Short exercise A: According to the opinion piece on financial regulation, what position does Gary Gensler now hold?

For Moneyworld - all carrot, no stick
Evidently, Democrats' "Hope and Change" revolution can't make its omelettes without laying a few eggs.
The Treasury Department's wish list for overhauling the country's financial system - which we now recognize as profoundly flawed enough to trigger a seemingly endless meltdown - stuffs a silk pillow with down feathers and the softest foam rubber, to gently tap money and banking sectors that deserve a relentless ass-kicking.
Example: Derivatives, those financial instruments that operate as little more than side-bets on the market, will get more "vigilance" from regulators, according to the new plan. There's some talk of "more stringent" regulations, although these hairy little beasts called derivatives are all-but unregulated now. We can thank Clinton's moneychangers for that, and some of them, including Gary Gensler, are back in business at the same old stand in the Obama White House:
These instruments, specifically credit default swaps, increased risk throughout the global financial system, eventually bringing down AIG, the world's largest insurance conglomerate. George Soros, economist Alan Blinder and many others now name the failure to regulate credit default swaps as one of the prime causes of the collapse.
But in 1998 powerful voices close to the Clinton administration--Robert Rubin, Larry Summers and Alan Greenspan--argued that the derivatives market was just fine. They had allies among the Wall Street banks who were making money hand over fist in the unregulated, over-the-counter market.
Gensler, now Commodity Futures Trading Commission chairman, testified before lawmakers this month on behalf of the plan, and since he was a primary force behind keeping derivatives unregulated nine years ago, we can be sure any restrictions now will be as binding as overcooked fettuchine. Here's one big clue:
Obama's plan didn't say if the SEC or the CFTC should regulate derivatives or how oversight might be divided.
If you don't know who the cop will be, who cares about the rules they'll enforce? And, oh boy, the Securities and Exchange Commission. Damnation! - do we feel safer or what? Just recall its sterling performance patrolling Bernie Madoff's squandering business model.
One thing Obama's plan does in a way of innovation, if you can call it that: The Fed will be the he-bull, the Grand Poo-Bah, the "here" where all bucks stop, as far as future financial stuff in this country is concerned. The White House would:
- Give the Federal Reserve power to oversee almost any financial institution in the U.S., including firms' foreign affiliates.

Entries:
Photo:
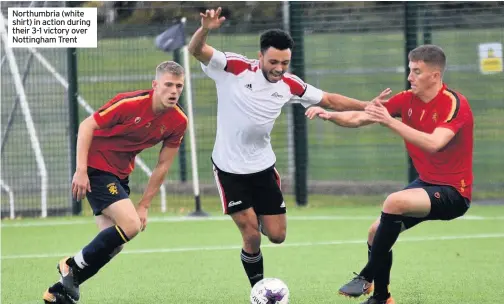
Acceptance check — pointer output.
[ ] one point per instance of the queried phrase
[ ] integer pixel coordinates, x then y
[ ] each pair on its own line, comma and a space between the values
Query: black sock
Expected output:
92, 269
98, 253
386, 235
253, 264
382, 279
369, 252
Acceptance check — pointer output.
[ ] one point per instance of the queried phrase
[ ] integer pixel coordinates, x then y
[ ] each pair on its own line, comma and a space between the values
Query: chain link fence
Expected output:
355, 49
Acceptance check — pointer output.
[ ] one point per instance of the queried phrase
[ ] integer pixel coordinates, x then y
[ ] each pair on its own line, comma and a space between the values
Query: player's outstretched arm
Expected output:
348, 119
340, 102
430, 143
166, 157
80, 181
197, 46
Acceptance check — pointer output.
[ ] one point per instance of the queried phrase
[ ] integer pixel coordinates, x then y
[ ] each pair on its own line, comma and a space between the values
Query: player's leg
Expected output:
412, 202
56, 293
251, 256
236, 199
103, 222
109, 196
428, 202
361, 285
269, 204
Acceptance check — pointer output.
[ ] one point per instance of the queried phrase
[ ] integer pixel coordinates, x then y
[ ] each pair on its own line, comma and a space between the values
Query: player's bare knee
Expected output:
393, 204
251, 239
372, 231
277, 238
131, 226
116, 251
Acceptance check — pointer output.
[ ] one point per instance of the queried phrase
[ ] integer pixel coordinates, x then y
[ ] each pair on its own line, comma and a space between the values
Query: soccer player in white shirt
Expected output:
251, 94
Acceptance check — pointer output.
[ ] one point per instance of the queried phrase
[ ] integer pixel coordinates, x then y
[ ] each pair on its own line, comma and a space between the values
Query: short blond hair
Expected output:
430, 54
170, 67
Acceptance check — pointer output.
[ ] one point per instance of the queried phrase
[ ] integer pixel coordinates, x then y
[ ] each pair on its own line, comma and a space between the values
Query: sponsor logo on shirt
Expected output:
112, 188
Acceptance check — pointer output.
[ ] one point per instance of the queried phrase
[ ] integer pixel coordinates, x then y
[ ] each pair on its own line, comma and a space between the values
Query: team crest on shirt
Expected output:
112, 188
434, 117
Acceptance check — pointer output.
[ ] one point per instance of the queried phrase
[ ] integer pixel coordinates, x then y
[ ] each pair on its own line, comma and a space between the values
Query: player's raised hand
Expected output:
80, 184
211, 19
382, 98
378, 112
313, 112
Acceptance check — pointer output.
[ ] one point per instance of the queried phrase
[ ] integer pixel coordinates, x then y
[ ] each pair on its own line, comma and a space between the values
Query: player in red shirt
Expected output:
107, 144
437, 127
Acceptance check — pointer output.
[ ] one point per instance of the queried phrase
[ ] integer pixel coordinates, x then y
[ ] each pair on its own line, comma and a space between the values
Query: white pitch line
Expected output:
237, 247
174, 219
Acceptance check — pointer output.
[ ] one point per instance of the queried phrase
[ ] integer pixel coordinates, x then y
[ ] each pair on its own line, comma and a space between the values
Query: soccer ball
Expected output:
269, 291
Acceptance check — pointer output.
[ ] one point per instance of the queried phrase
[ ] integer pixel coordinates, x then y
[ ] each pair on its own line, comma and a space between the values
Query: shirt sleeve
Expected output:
112, 113
456, 118
302, 92
216, 67
395, 104
175, 138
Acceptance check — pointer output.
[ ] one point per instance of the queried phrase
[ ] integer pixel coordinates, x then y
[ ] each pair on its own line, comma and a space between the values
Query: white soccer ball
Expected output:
269, 291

Short exercise B: Filter the records down to every line that contains the string "player".

Solution A: Chairman of the Commodity Futures Trading Commission

Solution B:
Query: player's outstretched arm
Query: player's leg
Query: player's bare knee
Query: soccer player in white shirt
Query: player's raised hand
Query: player in red shirt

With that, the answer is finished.